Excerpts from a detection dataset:
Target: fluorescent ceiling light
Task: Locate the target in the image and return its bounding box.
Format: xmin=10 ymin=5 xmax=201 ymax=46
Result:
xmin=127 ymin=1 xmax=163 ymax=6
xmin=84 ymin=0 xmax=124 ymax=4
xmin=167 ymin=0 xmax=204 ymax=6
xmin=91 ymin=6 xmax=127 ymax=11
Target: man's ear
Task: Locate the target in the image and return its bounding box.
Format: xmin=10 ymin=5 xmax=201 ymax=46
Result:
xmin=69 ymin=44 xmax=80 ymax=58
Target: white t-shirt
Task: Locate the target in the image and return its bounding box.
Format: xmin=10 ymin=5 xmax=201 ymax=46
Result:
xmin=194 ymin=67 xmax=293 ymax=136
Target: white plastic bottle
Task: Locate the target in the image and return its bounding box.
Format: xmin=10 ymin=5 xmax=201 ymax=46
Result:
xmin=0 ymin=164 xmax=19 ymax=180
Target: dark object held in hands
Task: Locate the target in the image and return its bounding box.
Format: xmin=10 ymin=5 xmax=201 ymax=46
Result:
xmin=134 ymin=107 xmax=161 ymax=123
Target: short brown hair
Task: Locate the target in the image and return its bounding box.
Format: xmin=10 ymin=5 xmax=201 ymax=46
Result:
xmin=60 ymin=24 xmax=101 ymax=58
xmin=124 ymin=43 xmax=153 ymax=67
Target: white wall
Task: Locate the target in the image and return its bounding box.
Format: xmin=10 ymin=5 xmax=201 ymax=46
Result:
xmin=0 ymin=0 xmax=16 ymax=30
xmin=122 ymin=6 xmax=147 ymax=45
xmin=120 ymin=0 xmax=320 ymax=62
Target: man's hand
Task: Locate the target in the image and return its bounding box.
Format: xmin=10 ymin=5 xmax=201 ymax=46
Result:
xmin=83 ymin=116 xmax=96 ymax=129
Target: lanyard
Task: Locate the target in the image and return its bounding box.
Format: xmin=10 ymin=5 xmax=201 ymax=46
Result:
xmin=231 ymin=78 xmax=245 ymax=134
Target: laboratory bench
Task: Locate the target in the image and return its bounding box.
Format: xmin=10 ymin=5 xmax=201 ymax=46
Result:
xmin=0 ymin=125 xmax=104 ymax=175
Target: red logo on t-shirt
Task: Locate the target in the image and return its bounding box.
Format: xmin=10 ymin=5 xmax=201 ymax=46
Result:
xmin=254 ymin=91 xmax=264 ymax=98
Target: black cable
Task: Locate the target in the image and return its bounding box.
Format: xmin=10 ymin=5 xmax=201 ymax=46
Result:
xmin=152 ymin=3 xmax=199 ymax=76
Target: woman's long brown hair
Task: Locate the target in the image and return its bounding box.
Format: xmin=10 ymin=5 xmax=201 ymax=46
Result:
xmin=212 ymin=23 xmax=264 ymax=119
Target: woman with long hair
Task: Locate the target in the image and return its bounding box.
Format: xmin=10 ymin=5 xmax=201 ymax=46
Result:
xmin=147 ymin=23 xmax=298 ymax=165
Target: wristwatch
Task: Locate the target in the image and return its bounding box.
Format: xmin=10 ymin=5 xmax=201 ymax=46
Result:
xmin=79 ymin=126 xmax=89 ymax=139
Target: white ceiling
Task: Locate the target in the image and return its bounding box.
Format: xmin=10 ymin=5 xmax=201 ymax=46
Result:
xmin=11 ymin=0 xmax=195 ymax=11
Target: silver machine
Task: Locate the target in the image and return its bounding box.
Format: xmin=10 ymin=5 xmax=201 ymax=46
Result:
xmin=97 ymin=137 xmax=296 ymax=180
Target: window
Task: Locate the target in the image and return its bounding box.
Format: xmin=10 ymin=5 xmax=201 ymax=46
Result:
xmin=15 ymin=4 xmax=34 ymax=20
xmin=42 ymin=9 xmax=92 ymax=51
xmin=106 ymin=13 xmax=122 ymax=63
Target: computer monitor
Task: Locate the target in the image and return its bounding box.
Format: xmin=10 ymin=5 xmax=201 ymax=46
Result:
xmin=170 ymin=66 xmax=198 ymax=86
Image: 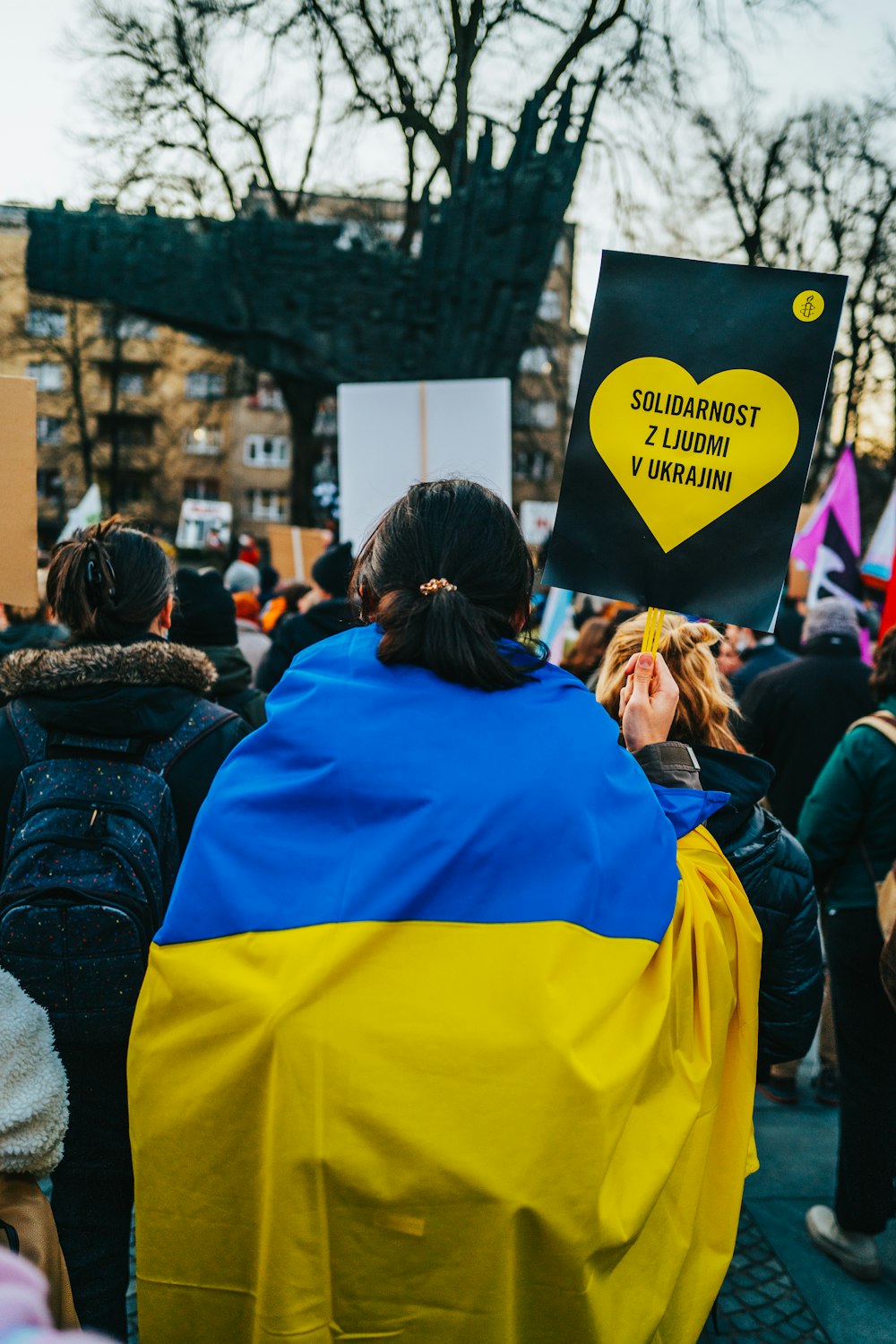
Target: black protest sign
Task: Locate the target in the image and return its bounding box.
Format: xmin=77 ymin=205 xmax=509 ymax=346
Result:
xmin=544 ymin=252 xmax=847 ymax=631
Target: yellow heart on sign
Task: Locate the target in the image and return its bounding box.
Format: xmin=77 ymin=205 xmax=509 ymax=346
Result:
xmin=589 ymin=357 xmax=799 ymax=551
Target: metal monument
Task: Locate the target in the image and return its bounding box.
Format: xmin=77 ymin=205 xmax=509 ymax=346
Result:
xmin=27 ymin=83 xmax=597 ymax=521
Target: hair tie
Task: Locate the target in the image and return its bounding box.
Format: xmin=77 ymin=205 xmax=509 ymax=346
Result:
xmin=420 ymin=580 xmax=457 ymax=597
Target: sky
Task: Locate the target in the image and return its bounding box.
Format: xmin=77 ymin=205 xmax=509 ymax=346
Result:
xmin=0 ymin=0 xmax=896 ymax=322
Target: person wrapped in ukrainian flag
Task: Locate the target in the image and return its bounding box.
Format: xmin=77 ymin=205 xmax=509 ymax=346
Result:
xmin=129 ymin=480 xmax=761 ymax=1344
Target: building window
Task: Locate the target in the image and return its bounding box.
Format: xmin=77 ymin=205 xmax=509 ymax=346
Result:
xmin=27 ymin=365 xmax=65 ymax=392
xmin=513 ymin=449 xmax=554 ymax=484
xmin=102 ymin=311 xmax=159 ymax=340
xmin=246 ymin=491 xmax=289 ymax=523
xmin=243 ymin=435 xmax=289 ymax=467
xmin=184 ymin=425 xmax=220 ymax=457
xmin=248 ymin=374 xmax=286 ymax=411
xmin=25 ymin=308 xmax=67 ymax=340
xmin=312 ymin=397 xmax=336 ymax=438
xmin=186 ymin=368 xmax=224 ymax=402
xmin=38 ymin=470 xmax=62 ymax=500
xmin=538 ymin=289 xmax=563 ymax=323
xmin=184 ymin=476 xmax=220 ymax=500
xmin=520 ymin=346 xmax=556 ymax=376
xmin=513 ymin=397 xmax=557 ymax=429
xmin=38 ymin=416 xmax=65 ymax=444
xmin=118 ymin=371 xmax=146 ymax=397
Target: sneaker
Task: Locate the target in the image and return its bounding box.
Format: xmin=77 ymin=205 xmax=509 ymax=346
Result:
xmin=756 ymin=1074 xmax=799 ymax=1107
xmin=806 ymin=1204 xmax=880 ymax=1279
xmin=812 ymin=1064 xmax=840 ymax=1107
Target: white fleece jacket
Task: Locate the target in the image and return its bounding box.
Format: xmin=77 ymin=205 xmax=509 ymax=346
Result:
xmin=0 ymin=970 xmax=68 ymax=1177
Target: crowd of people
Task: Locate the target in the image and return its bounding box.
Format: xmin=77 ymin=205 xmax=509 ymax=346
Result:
xmin=0 ymin=481 xmax=896 ymax=1344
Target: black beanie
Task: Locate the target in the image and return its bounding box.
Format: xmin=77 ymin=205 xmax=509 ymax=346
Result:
xmin=170 ymin=569 xmax=237 ymax=650
xmin=312 ymin=542 xmax=355 ymax=597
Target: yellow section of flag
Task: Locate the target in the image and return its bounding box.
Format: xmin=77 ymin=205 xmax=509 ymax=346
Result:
xmin=129 ymin=831 xmax=761 ymax=1344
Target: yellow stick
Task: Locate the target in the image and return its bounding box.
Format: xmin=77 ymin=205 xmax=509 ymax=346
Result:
xmin=641 ymin=607 xmax=667 ymax=655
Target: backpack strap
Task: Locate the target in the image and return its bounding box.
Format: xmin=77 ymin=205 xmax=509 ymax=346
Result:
xmin=847 ymin=710 xmax=896 ymax=747
xmin=142 ymin=699 xmax=239 ymax=776
xmin=6 ymin=701 xmax=47 ymax=765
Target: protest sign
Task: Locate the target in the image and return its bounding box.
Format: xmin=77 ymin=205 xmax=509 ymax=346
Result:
xmin=267 ymin=523 xmax=332 ymax=583
xmin=544 ymin=252 xmax=847 ymax=629
xmin=176 ymin=500 xmax=234 ymax=551
xmin=337 ymin=378 xmax=511 ymax=551
xmin=0 ymin=378 xmax=38 ymax=607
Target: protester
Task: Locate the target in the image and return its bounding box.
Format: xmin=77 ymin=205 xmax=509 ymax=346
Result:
xmin=560 ymin=616 xmax=613 ymax=685
xmin=799 ymin=629 xmax=896 ymax=1279
xmin=255 ymin=542 xmax=355 ymax=691
xmin=726 ymin=625 xmax=796 ymax=701
xmin=0 ymin=570 xmax=68 ymax=660
xmin=598 ymin=615 xmax=823 ymax=1080
xmin=170 ymin=569 xmax=266 ymax=728
xmin=262 ymin=582 xmax=312 ymax=634
xmin=0 ymin=970 xmax=78 ymax=1339
xmin=130 ymin=480 xmax=761 ymax=1344
xmin=0 ymin=1249 xmax=110 ymax=1344
xmin=0 ymin=521 xmax=248 ymax=1339
xmin=740 ymin=597 xmax=874 ymax=833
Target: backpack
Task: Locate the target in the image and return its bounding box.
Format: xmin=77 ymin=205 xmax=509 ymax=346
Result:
xmin=0 ymin=701 xmax=235 ymax=1045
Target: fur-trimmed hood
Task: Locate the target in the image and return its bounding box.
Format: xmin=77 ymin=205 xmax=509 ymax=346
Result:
xmin=0 ymin=970 xmax=68 ymax=1176
xmin=0 ymin=639 xmax=216 ymax=701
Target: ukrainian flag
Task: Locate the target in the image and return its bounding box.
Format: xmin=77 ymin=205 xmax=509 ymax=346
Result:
xmin=129 ymin=628 xmax=761 ymax=1344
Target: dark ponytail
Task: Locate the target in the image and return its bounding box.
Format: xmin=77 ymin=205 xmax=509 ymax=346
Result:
xmin=47 ymin=518 xmax=173 ymax=644
xmin=350 ymin=480 xmax=544 ymax=691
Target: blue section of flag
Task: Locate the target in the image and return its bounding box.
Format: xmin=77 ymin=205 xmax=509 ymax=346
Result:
xmin=157 ymin=628 xmax=708 ymax=943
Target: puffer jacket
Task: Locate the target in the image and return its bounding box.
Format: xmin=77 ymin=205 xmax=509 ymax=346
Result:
xmin=694 ymin=746 xmax=823 ymax=1080
xmin=798 ymin=695 xmax=896 ymax=914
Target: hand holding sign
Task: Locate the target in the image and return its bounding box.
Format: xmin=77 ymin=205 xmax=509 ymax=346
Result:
xmin=544 ymin=252 xmax=847 ymax=629
xmin=619 ymin=652 xmax=678 ymax=752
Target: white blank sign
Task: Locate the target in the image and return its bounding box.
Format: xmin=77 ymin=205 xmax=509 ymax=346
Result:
xmin=337 ymin=378 xmax=511 ymax=553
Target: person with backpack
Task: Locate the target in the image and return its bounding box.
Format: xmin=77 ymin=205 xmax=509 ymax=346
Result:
xmin=0 ymin=521 xmax=248 ymax=1339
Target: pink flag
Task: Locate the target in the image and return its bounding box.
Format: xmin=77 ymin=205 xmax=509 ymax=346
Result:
xmin=790 ymin=445 xmax=863 ymax=570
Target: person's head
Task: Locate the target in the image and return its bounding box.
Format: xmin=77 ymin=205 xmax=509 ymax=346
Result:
xmin=597 ymin=615 xmax=740 ymax=752
xmin=352 ymin=480 xmax=533 ymax=691
xmin=871 ymin=625 xmax=896 ymax=702
xmin=799 ymin=597 xmax=860 ymax=653
xmin=224 ymin=561 xmax=262 ymax=593
xmin=170 ymin=567 xmax=237 ymax=650
xmin=47 ymin=518 xmax=173 ymax=644
xmin=312 ymin=542 xmax=355 ymax=599
xmin=560 ymin=616 xmax=613 ymax=682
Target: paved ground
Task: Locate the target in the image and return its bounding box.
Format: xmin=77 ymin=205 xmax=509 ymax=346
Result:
xmin=702 ymin=1062 xmax=896 ymax=1344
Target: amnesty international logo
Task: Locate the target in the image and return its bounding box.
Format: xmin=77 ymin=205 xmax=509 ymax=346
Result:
xmin=793 ymin=289 xmax=825 ymax=323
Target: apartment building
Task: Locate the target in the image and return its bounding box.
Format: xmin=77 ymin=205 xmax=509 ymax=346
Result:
xmin=0 ymin=198 xmax=583 ymax=543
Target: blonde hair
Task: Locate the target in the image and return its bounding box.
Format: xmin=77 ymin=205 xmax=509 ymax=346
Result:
xmin=597 ymin=615 xmax=742 ymax=752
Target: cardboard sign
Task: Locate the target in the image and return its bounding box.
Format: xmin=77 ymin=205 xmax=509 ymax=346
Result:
xmin=0 ymin=378 xmax=39 ymax=607
xmin=544 ymin=252 xmax=847 ymax=631
xmin=176 ymin=500 xmax=234 ymax=551
xmin=337 ymin=378 xmax=511 ymax=554
xmin=267 ymin=523 xmax=331 ymax=583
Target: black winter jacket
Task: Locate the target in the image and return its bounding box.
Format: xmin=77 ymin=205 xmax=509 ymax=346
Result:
xmin=255 ymin=597 xmax=358 ymax=691
xmin=694 ymin=746 xmax=823 ymax=1080
xmin=0 ymin=634 xmax=248 ymax=854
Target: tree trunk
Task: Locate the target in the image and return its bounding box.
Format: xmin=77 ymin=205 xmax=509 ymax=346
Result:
xmin=278 ymin=378 xmax=326 ymax=527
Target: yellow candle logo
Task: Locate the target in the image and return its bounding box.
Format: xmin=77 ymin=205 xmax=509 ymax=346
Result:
xmin=793 ymin=289 xmax=825 ymax=323
xmin=589 ymin=358 xmax=799 ymax=551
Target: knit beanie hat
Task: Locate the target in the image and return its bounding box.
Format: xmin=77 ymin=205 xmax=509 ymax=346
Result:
xmin=799 ymin=597 xmax=858 ymax=644
xmin=312 ymin=542 xmax=355 ymax=597
xmin=170 ymin=569 xmax=237 ymax=650
xmin=224 ymin=561 xmax=262 ymax=593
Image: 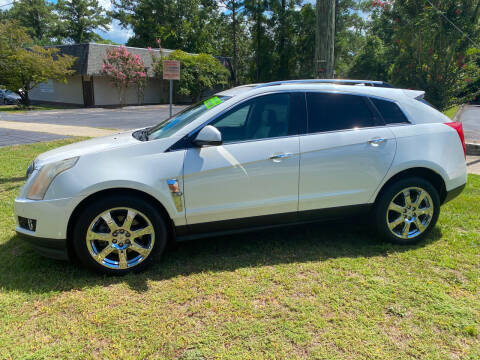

* Task to complete
Rewrite the lines starting at "Target: cardboard sign" and ending at "xmin=589 ymin=358 xmax=799 ymax=551", changing "winter jacket" to "winter coat" and leaving everything else the same.

* Response to the task
Target: cardboard sign
Task: Locate the target in the image and return its bounding box.
Format: xmin=77 ymin=205 xmax=509 ymax=346
Result:
xmin=0 ymin=378 xmax=39 ymax=607
xmin=544 ymin=252 xmax=847 ymax=631
xmin=176 ymin=500 xmax=234 ymax=551
xmin=337 ymin=378 xmax=511 ymax=554
xmin=267 ymin=523 xmax=331 ymax=583
Target: black winter coat
Task: Locate the target in the image and return its bounding box.
Format: xmin=77 ymin=205 xmax=509 ymax=346
Result:
xmin=255 ymin=597 xmax=358 ymax=691
xmin=694 ymin=746 xmax=823 ymax=1080
xmin=0 ymin=634 xmax=248 ymax=854
Target: tree trunk
Task: Locate the target in the image and return its bounding box.
Format: xmin=77 ymin=205 xmax=509 ymax=346
Result:
xmin=278 ymin=378 xmax=326 ymax=527
Target: yellow candle logo
Task: Locate the target in the image and return its bounding box.
Format: xmin=77 ymin=205 xmax=509 ymax=346
Result:
xmin=793 ymin=289 xmax=825 ymax=323
xmin=589 ymin=358 xmax=799 ymax=551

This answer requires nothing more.